SELECTED EXCERPT:
Increased reliance on mobile ordering and payments, QR code menus and Wi-Fi access for customers have opened the doors for many restaurants to become targets of cyberattacks.
The restaurant industry is back! Well, almost. About three in four restaurant owners say business conditions are already close to pre-pandemic normal and their focus is on sustaining growth in the coming year, according to the National Restaurant Association.
The industry is projected to reach sales of $993 billion in 2023 and with an expected addition of 500,000 new jobs, total employment is expected to reach 15.5 million, according to the National Restaurant Association. Additionally, research shows that restaurant traffic levels have returned to near pre-pandemic levels and restaurant owners are feeling optimistic about the future, according to the “Agency Forward Restaurant Survey" by Nationwide.
But the industry is not the same as it was before the pandemic forced restaurant owners to alter operations and quickly adopt technology as a life raft. As the restaurant industry also deals with inflation and supply-chain delays, the technology that kept many businesses afloat is now bringing equal concern.
“The restaurant market has changed a lot in the last three or four years with much more emphasis on takeout and delivery by third-party providers, such as DoorDash and Uber Eats," says Eric Coleman, senior vice president of small commercial, Nationwide. “People are increasingly coming back to restaurants as time goes by—it wasn't the thing to do in the past to get takeout or have it delivered from a nicer restaurant—that was more of a thing you did with pizza. Now it's a totally different world."

[Records from a collection]
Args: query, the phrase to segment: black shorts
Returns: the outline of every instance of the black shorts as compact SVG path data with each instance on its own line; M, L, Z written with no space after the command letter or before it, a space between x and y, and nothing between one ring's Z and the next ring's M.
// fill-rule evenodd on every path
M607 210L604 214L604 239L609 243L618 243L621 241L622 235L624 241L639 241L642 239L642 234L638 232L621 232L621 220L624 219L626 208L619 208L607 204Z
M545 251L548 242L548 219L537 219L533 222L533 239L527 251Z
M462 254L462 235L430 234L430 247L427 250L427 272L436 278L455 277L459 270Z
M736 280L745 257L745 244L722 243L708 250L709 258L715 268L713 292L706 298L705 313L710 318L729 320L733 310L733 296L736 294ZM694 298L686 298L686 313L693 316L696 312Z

WORK TO BE COMPLETED:
Render this sentence from the text on the restaurant industry into Spanish: "Increased reliance on mobile ordering and payments, QR code menus and Wi-Fi access for customers have opened the doors for many restaurants to become targets of cyberattacks."

OUTPUT OF THE TASK:
La creciente dependencia de los pedidos y pagos móviles, los menús con código QR y el acceso wifi para los clientes ha abierto las puertas para que muchos restaurantes se conviertan en blancos de ciberataques.